3.0 - Major Version Update
	New Features:
		Completely new token parsing engine. (Thanks POPFile!)
		Message List Patch for flagging messages
	Changes:	
		Lots of small tweaks to the scoring code

2.2.1 - Bugfix Release
	Bug Fixes:
		Really does work with SquirrelMail 1.2.9 and rg=0 now.

2.2 - Maintenance Release
	New Features:
		Admin option to limit auto-rebuild frequency
		Admin option to set default scan size
		User option to only filter inbox (instead of setting up an ignore list)
	Bug Fixes/Changes:
		Added missing code to delete ScoreCache when user nukes DB
		Merged filtering functions into one to ease maintenance
		Autolearn optimizations
		Plugin is now rg=0 compliant
		The user's corpus is now stored in the session data for speed

2.1 - Development Version

2.0 - Major Overhaul
	New Features:
		MD5 message ID only uses Headers
		User option to control message size to scan
		Admin option to control max message size allowed
		Caching of scores to improve filter speed on messages it
			knows.
		Admin option to cleanup messages older than a set number
			of days.

*INFORMATION GIVEN:*
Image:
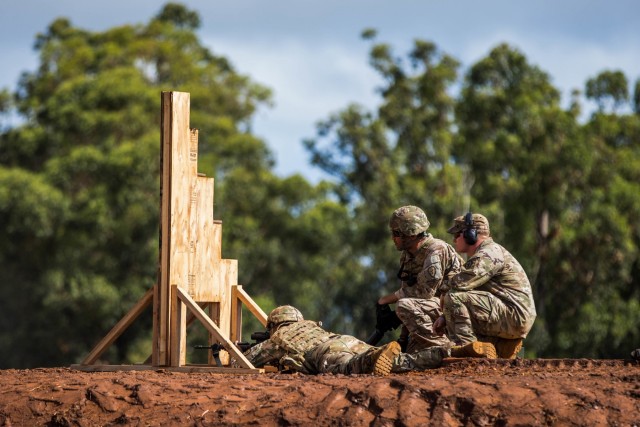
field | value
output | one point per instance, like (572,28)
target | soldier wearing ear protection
(490,299)
(425,265)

*CHALLENGES:*
1. Answer these questions about the changelog:
(a) Which version added a completely new token parsing engine?
(b) Which SquirrelMail version does the 2.2.1 release say the plugin now works with?
(c) According to the 2.2 release, where is the user's corpus now stored?
2. Carry the plugin changelog on past its final entry.

*TASK RESULTS:*
1.
(a) Version 3.0.
(b) SquirrelMail 1.2.9.
(c) In the session data.

2.
		Link to recalculate score of a message

1.6 - Maintenance Release
	Small fix for missing $_REQUEST on old PHP versions

1.5 - Maintenance Release
	IMAP Command improvements
	SquirrelMail Version Checking
	SQL Connection Error Check

1.4 - More New Features
	Autolearn Improvements
	General Efficiency Improvements
	Customizable list of folders to ignore

1.3 - Several New Features
	Tracks what messages are added to the DB
	Moved links to be below the probability display
	Added ability to nuke your DB
	Added setting to affect the granularity of the DB

1.2 - Fixed bug in percentage calculation

1.1 - Many bugfixes, speed enhancments, code cleanup;
	Major Updates:
		Across the board speed enhancements
		Auto Learn speed improvement (I hope)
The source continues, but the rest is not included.